* **WHAT TO WORK ON**
Rewrite every line of the rows, from the line containing "of the leafy" through the end of the rows, both included. Shift each pixel coordinate in the answers by adding 132, keep all other lines unchanged, and leave the pictures out of your answer.

[Dataset rows]
• • •

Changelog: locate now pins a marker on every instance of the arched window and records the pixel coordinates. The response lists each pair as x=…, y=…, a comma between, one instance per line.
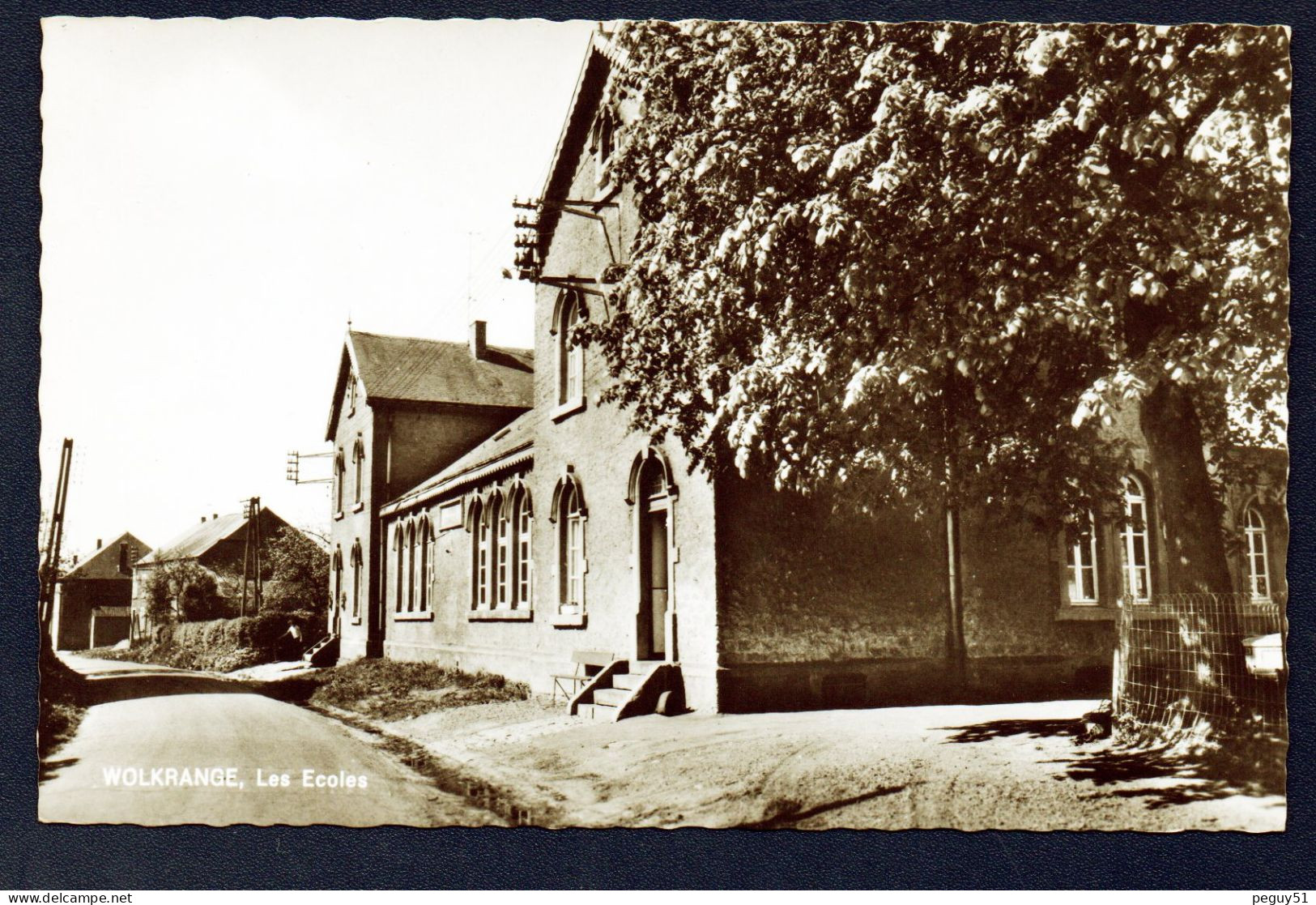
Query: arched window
x=570, y=355
x=572, y=566
x=1082, y=566
x=522, y=515
x=1136, y=542
x=427, y=542
x=501, y=553
x=337, y=580
x=340, y=473
x=358, y=456
x=1259, y=566
x=411, y=566
x=399, y=553
x=357, y=563
x=480, y=557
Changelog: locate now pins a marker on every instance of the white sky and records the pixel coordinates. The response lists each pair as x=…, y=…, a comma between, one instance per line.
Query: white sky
x=219, y=195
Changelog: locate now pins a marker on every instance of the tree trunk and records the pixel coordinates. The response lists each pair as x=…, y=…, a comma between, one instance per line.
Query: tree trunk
x=1191, y=517
x=956, y=647
x=1193, y=532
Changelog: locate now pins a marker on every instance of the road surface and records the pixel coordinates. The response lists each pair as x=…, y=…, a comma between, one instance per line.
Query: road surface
x=166, y=746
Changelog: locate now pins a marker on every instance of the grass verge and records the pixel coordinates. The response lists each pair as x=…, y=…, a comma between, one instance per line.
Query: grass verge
x=61, y=707
x=389, y=689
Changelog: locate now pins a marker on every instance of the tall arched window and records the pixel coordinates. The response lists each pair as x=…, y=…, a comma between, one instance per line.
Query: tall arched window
x=358, y=456
x=570, y=355
x=411, y=566
x=1082, y=566
x=522, y=560
x=1136, y=536
x=427, y=540
x=340, y=473
x=357, y=563
x=1259, y=566
x=501, y=553
x=479, y=556
x=337, y=581
x=572, y=564
x=399, y=553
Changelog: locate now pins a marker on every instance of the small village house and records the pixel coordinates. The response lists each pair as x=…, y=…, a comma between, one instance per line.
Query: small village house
x=217, y=544
x=94, y=597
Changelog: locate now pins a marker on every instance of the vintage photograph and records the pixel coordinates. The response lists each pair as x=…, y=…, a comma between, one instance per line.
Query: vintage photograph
x=736, y=425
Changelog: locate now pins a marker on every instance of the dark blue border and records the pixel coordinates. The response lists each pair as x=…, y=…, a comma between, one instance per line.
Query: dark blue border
x=36, y=856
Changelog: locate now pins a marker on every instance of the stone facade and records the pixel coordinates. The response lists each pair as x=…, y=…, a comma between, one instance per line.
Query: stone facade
x=768, y=601
x=387, y=435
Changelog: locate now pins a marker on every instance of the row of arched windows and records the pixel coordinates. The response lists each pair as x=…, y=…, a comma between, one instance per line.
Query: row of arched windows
x=340, y=591
x=501, y=553
x=1135, y=553
x=414, y=551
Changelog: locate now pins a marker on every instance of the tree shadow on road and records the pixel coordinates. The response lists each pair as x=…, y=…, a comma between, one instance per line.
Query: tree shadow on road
x=1168, y=778
x=785, y=813
x=1161, y=776
x=151, y=684
x=996, y=728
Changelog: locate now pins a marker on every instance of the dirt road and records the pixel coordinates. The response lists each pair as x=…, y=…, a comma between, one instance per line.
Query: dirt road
x=964, y=767
x=166, y=746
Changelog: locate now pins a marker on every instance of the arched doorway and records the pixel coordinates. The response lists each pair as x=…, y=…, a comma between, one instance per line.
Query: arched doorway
x=653, y=505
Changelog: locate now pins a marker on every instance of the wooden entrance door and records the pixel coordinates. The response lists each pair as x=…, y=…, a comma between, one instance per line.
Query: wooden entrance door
x=653, y=584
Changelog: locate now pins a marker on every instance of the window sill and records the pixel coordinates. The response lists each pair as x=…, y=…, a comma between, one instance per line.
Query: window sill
x=566, y=408
x=1105, y=613
x=500, y=616
x=1086, y=613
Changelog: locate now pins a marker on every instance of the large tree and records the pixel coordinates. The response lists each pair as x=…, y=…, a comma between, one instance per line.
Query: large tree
x=926, y=261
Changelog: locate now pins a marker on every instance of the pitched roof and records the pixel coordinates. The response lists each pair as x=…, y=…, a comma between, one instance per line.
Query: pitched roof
x=414, y=369
x=512, y=446
x=104, y=561
x=196, y=540
x=575, y=128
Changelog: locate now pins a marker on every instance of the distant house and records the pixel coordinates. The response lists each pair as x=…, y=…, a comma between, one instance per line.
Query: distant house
x=403, y=408
x=217, y=544
x=94, y=596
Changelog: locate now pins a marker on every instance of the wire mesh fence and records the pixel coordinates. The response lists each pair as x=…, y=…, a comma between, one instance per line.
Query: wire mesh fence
x=1200, y=665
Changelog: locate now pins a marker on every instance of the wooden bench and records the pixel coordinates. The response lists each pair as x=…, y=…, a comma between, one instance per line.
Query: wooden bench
x=587, y=665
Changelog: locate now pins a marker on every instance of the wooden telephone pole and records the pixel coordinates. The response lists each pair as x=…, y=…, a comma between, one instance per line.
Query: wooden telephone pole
x=252, y=555
x=54, y=538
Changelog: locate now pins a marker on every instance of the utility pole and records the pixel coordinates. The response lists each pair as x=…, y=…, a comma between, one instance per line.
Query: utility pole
x=54, y=538
x=252, y=555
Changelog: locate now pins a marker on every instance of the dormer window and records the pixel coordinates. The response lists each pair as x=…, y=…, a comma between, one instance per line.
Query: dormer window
x=358, y=458
x=602, y=144
x=570, y=355
x=340, y=473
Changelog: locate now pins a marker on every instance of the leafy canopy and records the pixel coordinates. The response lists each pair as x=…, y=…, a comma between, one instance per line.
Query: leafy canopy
x=931, y=258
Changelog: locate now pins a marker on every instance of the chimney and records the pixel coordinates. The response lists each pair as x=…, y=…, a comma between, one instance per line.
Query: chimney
x=477, y=339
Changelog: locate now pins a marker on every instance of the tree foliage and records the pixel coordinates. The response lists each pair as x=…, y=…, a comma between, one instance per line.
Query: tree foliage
x=931, y=260
x=299, y=572
x=183, y=591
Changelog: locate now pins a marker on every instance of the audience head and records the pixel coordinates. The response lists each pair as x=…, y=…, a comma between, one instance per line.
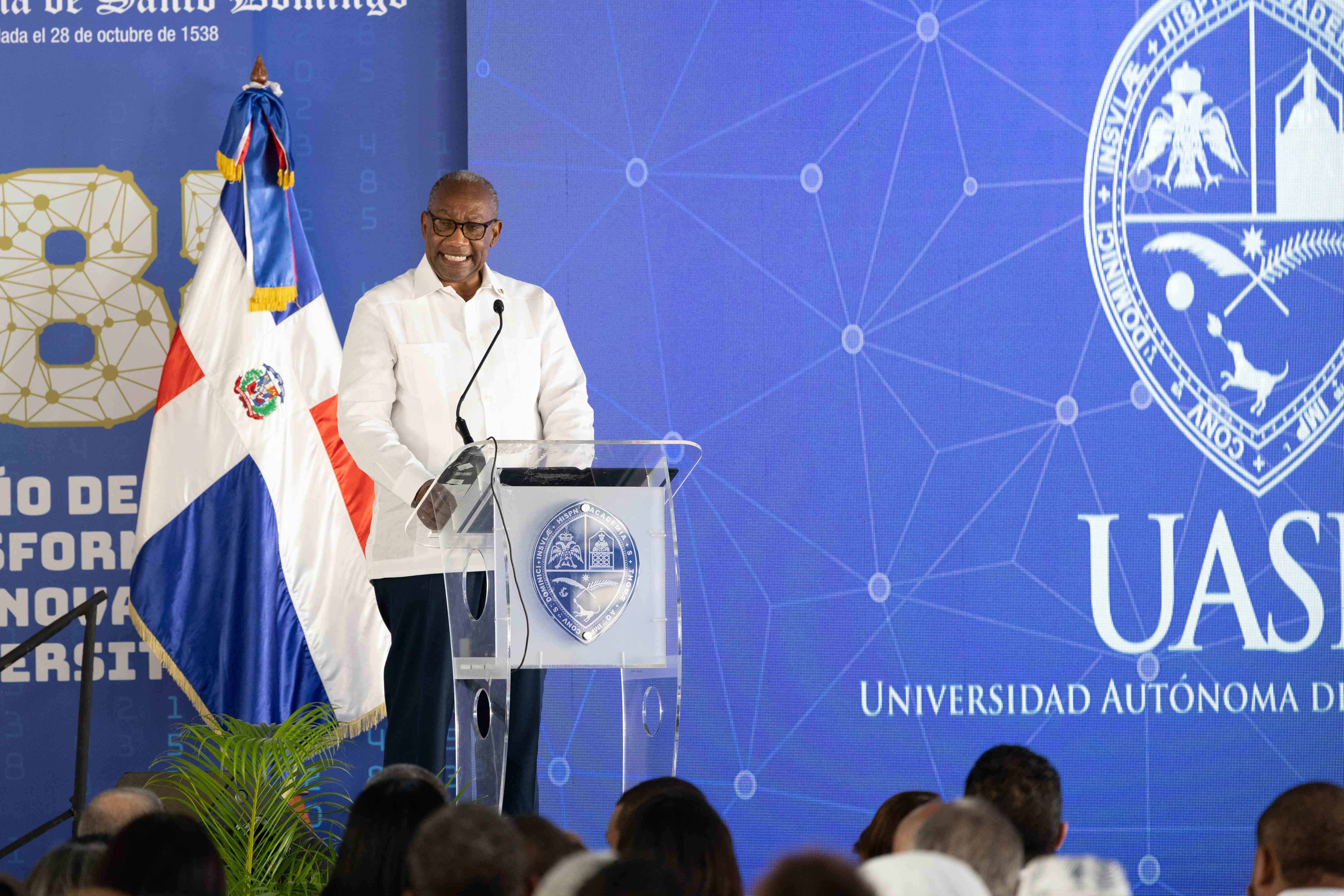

• • •

* **COMPLETED EXERCISE**
Changelog: locate now pins a marker on every instance of the leafy canopy and records the pixel coordinates. The response lists each pair as x=…, y=…, a comma between, one instance per line.
Query: leafy canopy
x=1063, y=390
Changelog: locate now pins a marker on every instance of the chimney and records the pixel coordinates. The response lists each pair as x=…, y=…, a comma between, one instance per line.
Query: chimney
x=609, y=471
Changelog: locate now pins a marker on every instance of the tree foliage and records the pixel coordinates. The response lists each pair as x=…, y=…, a comma between, one instance per line.
Query: tree foliage
x=1063, y=392
x=431, y=704
x=315, y=723
Changelog: locate now pins a marker on every instance of the audience head and records the pixel coordinates. The response lists each pair as x=…, y=…, a comma between, one instance per line.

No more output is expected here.